_What you are asked to do:_ The lines to be copied run from the one containing "Reviewer note: every instance of the wooden" to the end of the material below; reproduce them exactly, including both ends, and nothing more.

_Data for the task:_
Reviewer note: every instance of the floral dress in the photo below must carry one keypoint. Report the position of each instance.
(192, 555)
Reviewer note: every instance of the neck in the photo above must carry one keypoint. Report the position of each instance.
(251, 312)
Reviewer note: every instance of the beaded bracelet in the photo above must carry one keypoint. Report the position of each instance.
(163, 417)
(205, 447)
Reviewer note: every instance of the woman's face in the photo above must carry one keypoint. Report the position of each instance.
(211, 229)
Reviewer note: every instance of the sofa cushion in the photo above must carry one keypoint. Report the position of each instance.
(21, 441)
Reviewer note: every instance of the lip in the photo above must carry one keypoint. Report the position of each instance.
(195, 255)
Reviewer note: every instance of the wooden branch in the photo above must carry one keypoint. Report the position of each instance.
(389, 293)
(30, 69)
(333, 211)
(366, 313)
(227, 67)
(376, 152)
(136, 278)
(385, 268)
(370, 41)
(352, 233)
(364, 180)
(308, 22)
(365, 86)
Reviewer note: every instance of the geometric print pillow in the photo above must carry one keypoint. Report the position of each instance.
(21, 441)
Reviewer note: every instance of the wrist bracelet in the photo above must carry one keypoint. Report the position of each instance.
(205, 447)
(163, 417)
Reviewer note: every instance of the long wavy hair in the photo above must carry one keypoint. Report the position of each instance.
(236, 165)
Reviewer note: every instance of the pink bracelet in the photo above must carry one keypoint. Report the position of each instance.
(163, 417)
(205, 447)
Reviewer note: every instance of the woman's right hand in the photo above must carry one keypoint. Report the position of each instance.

_Answer for the task:_
Reviewer note: every instance of the wooden branch in the photo above must carry one keypoint. Report the position of each instance.
(389, 293)
(30, 69)
(333, 211)
(366, 313)
(227, 67)
(376, 152)
(136, 278)
(385, 268)
(370, 41)
(352, 233)
(364, 180)
(308, 22)
(365, 86)
Reviewer note: every instance of the geometric print pillow in the photo above must carry one keypoint. Report the position of each instance.
(21, 441)
Reviewer note: every instance of the wrist bracelet in the photo above must carry one keypoint. Report the position of each instance.
(205, 447)
(163, 417)
Reviewer note: every instance of the long wavy hair in the photo above must carry one keypoint. Report the position of each instance.
(236, 165)
Reviewer note: every instance of the pink bracelet in the photo above must carry one keypoint. Report the position of each instance.
(163, 417)
(205, 447)
Reviewer note: every instance of the woman's right hand in the photo above must carry one keypoint. Report the position of each instance.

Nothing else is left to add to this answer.